### Supplied material
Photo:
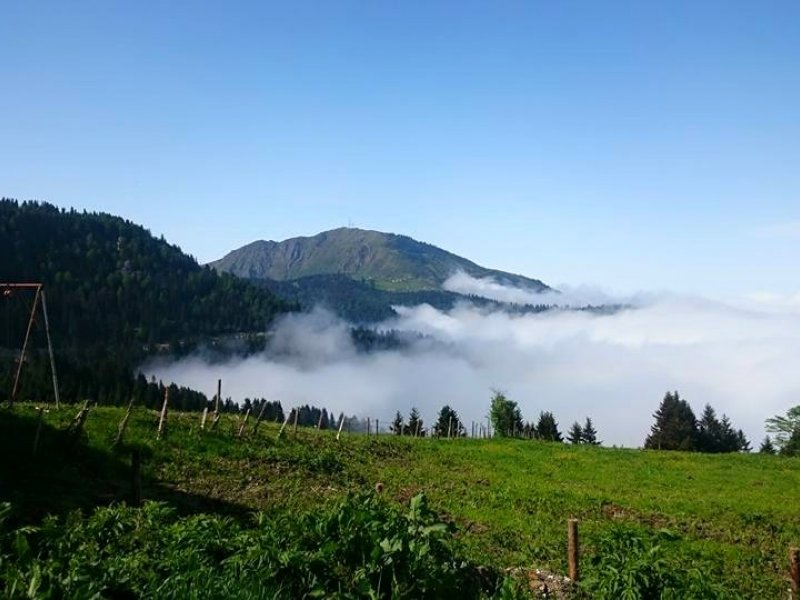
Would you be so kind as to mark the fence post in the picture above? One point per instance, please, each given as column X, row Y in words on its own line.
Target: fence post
column 123, row 425
column 260, row 416
column 341, row 424
column 162, row 419
column 240, row 433
column 39, row 421
column 572, row 548
column 136, row 477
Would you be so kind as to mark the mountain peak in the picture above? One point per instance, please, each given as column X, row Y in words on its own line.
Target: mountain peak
column 389, row 261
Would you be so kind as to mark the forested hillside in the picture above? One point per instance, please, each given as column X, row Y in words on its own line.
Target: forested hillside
column 362, row 302
column 114, row 294
column 385, row 260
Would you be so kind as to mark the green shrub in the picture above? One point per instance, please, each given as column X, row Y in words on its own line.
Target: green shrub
column 362, row 548
column 633, row 564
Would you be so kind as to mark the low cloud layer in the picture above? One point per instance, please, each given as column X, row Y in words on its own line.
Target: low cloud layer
column 614, row 368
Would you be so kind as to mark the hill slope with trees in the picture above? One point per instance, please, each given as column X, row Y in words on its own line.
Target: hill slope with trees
column 385, row 260
column 114, row 294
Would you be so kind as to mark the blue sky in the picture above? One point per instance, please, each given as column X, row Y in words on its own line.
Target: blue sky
column 631, row 145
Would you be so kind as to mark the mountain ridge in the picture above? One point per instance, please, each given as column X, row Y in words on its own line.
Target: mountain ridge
column 388, row 261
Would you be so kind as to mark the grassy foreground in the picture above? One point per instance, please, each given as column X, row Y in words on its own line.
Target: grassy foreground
column 731, row 518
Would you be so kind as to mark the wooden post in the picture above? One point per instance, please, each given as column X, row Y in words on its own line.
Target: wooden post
column 341, row 424
column 260, row 416
column 123, row 425
column 244, row 423
column 572, row 548
column 285, row 423
column 50, row 350
column 39, row 421
column 75, row 428
column 162, row 419
column 24, row 347
column 215, row 421
column 136, row 477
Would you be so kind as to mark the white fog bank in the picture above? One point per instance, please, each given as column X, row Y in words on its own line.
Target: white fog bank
column 614, row 368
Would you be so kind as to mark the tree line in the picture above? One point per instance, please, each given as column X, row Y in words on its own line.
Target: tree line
column 115, row 294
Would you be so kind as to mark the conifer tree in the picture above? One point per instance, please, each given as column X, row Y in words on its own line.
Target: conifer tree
column 767, row 447
column 547, row 428
column 505, row 416
column 590, row 433
column 448, row 424
column 575, row 434
column 675, row 427
column 415, row 425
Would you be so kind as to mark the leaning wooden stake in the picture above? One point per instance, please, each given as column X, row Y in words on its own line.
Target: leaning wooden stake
column 260, row 416
column 285, row 423
column 76, row 426
column 341, row 424
column 50, row 351
column 163, row 417
column 215, row 421
column 15, row 389
column 244, row 424
column 573, row 548
column 123, row 425
column 39, row 422
column 136, row 477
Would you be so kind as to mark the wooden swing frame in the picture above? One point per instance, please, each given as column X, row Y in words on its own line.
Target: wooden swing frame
column 38, row 299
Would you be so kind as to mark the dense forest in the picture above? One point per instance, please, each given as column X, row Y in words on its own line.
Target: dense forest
column 363, row 303
column 115, row 294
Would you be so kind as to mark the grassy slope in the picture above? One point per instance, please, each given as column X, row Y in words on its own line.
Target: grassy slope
column 511, row 498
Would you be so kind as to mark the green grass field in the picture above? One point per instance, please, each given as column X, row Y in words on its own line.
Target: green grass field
column 732, row 517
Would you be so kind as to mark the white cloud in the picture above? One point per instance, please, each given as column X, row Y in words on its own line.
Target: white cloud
column 614, row 368
column 488, row 287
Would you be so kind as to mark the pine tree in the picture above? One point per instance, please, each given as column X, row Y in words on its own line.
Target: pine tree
column 505, row 416
column 742, row 443
column 675, row 427
column 710, row 436
column 415, row 425
column 397, row 427
column 767, row 447
column 547, row 428
column 590, row 433
column 448, row 424
column 575, row 435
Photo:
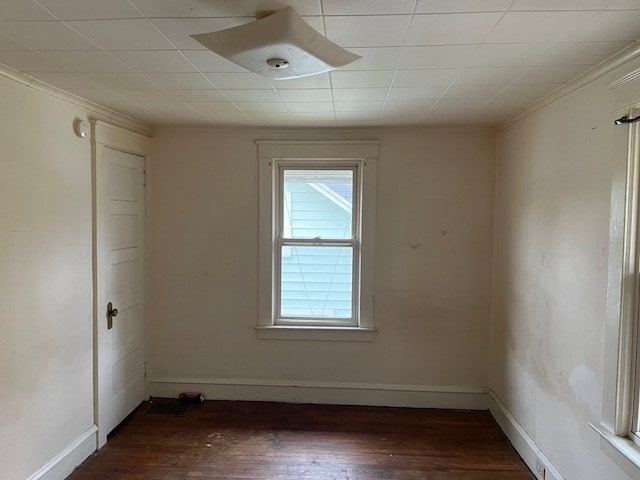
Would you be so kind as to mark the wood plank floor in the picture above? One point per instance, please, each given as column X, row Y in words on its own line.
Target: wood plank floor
column 257, row 440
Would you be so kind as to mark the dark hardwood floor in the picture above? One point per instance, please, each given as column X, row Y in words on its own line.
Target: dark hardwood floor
column 257, row 440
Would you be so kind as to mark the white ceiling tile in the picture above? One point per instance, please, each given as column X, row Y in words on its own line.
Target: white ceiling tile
column 8, row 45
column 179, row 81
column 98, row 96
column 155, row 61
column 359, row 94
column 367, row 31
column 208, row 61
column 367, row 7
column 91, row 9
column 375, row 58
column 120, row 80
column 178, row 29
column 252, row 95
column 531, row 27
column 239, row 81
column 314, row 81
column 23, row 10
column 441, row 56
column 416, row 93
column 128, row 34
column 317, row 23
column 270, row 117
column 532, row 5
column 155, row 95
column 46, row 36
column 82, row 62
column 471, row 92
column 310, row 107
column 67, row 81
column 425, row 78
column 623, row 5
column 610, row 26
column 29, row 61
column 407, row 107
column 251, row 7
column 580, row 53
column 550, row 74
column 173, row 110
column 370, row 106
column 454, row 105
column 508, row 104
column 182, row 8
column 199, row 96
column 532, row 91
column 223, row 113
column 304, row 116
column 128, row 108
column 268, row 107
column 451, row 28
column 508, row 54
column 361, row 79
column 306, row 95
column 489, row 76
column 461, row 6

### Given task
Copy all of the material above word for word, leaving out the pictures.

### Exercise output
Photo:
Would you be so kind as to mark the fence post in the picture above? One point per instance, please, each given as column X, row Y in words on its own line.
Target: fence post
column 123, row 425
column 260, row 416
column 341, row 424
column 162, row 419
column 240, row 433
column 39, row 421
column 572, row 548
column 136, row 477
Would you be so kind as to mark the mountain peak in the picture above? One point per instance, please, each given as column X, row Y in words on its own line.
Target: mountain peak
column 389, row 261
Would you be so kind as to mark the forested hillside in the picture above? One point per instance, please, each given as column X, row Y in words on its own line.
Target: forested hillside
column 362, row 302
column 114, row 294
column 385, row 260
Would you be so kind as to mark the green shrub in the picture above? One point per instance, please, each given as column X, row Y in words on its own line.
Target: green shrub
column 362, row 548
column 633, row 564
Would you be so kind as to mark the low cloud layer in the picture above? One point per instance, please, each given as column X, row Y in words on its own line.
Target: low cloud layer
column 614, row 368
Would you be so kind as to mark the hill slope with trees in the picture above? One point per instance, please, each given as column X, row Y in words on its own line.
Target: hill slope with trees
column 385, row 260
column 114, row 294
Would you be so kind as to mark the blue sky in the picture above? One point per instance, please, each given as column X, row Y in words on its own line.
Target: blue sky
column 631, row 145
Would you be so kind as to mark the mountain ridge in the picture above? One point per instance, please, each given as column X, row Y in words on its own line.
Target: mountain ridge
column 388, row 261
Would you be so kind as to mark the grassy foreground in the picture above? One point per instance, please, each given as column X, row Y in words on its own line.
Target: grassy foreground
column 731, row 518
Would you be so kind as to mark the wooden post in the picture above? One point per instance, please, each given as column X, row Y in words on its own line.
Target: wooden post
column 341, row 424
column 260, row 416
column 123, row 425
column 244, row 423
column 572, row 548
column 285, row 423
column 50, row 350
column 39, row 421
column 75, row 428
column 162, row 419
column 24, row 347
column 215, row 421
column 136, row 477
Would you be so kind as to mark the white fog bank in the picture above? One point per instance, please, each given as column X, row Y in words on its own line.
Target: white fog bank
column 614, row 368
Would you be so kind as to mark the tree line in the picture above? One point per instance, please, each given as column X, row Y in words on its own line.
Target: tree line
column 115, row 294
Would you be so kind as to mark the conifer tree in the picture above? One point per instance, please, each given as column X, row Y in words on its own line.
Target: conifer tree
column 767, row 447
column 547, row 428
column 505, row 416
column 590, row 433
column 448, row 424
column 575, row 434
column 675, row 427
column 415, row 425
Would you be so kind as to mark the leaning wooden stake in the picture above? One point per instance, please, each given as column X, row Y in words on its own line.
Target: leaning wooden stake
column 260, row 416
column 285, row 423
column 76, row 426
column 341, row 424
column 50, row 351
column 163, row 417
column 215, row 421
column 15, row 389
column 244, row 424
column 573, row 548
column 123, row 425
column 39, row 422
column 136, row 477
Would you be so kind as to mark the wooden swing frame in the picture above? One point per instance, please, each given as column X, row Y in words on its own line.
Target: wooden swing frame
column 38, row 299
Would you be so kind as to mark the dense forest in the picture above? One point per instance, please, each given as column X, row Y in words on its own line.
Target: dense forest
column 363, row 303
column 115, row 294
Would you be so kind as to mark the grassy slope in the picture above? One point per instance, please, each given as column X, row Y in words on its own line.
Target: grassy slope
column 511, row 498
Would you be so kind as to mark the green grass field in the picture above? One point per instance, please, each given as column X, row Y in words on its own line.
Target: green grass field
column 732, row 517
Would you be so kind as to mark the white cloud in the picture above? One point per instance, please, each given as column X, row Y in words on its own line.
Target: white cloud
column 614, row 368
column 488, row 287
Would you be so kind as to mark the pine tree in the picture above? One point per instance, please, each given as column X, row Y in words on its own line.
Target: pine tree
column 505, row 416
column 742, row 443
column 675, row 427
column 710, row 436
column 415, row 425
column 397, row 427
column 767, row 447
column 547, row 428
column 590, row 433
column 448, row 424
column 575, row 435
Photo:
Would you be so kind as to mark the wood plank floor in the picture above? One point per instance, please, each given as column X, row Y in words on its own line.
Target: wood plank floor
column 257, row 440
Would you be so kind as to mark the dark hardwood floor in the picture above? One point per instance, please, each given as column X, row Y in words on its own line.
Target: dark hardwood floor
column 257, row 440
Would you be so kind as to mark the white ceiling tile in the picture above? One point per instance, please, each given as column X, row Y in words on its own line.
Target: white ceiling tile
column 8, row 45
column 179, row 81
column 98, row 96
column 155, row 61
column 359, row 94
column 367, row 31
column 208, row 61
column 367, row 7
column 91, row 9
column 375, row 58
column 120, row 80
column 178, row 29
column 252, row 95
column 531, row 27
column 239, row 81
column 314, row 81
column 23, row 10
column 441, row 56
column 416, row 93
column 128, row 34
column 317, row 23
column 270, row 117
column 532, row 5
column 155, row 95
column 46, row 36
column 82, row 62
column 471, row 92
column 310, row 107
column 67, row 81
column 425, row 78
column 623, row 5
column 610, row 26
column 29, row 61
column 407, row 107
column 251, row 7
column 580, row 53
column 550, row 74
column 173, row 110
column 370, row 106
column 454, row 105
column 508, row 104
column 182, row 8
column 199, row 96
column 532, row 91
column 223, row 113
column 304, row 116
column 128, row 108
column 268, row 107
column 451, row 28
column 508, row 54
column 361, row 79
column 306, row 95
column 489, row 76
column 461, row 6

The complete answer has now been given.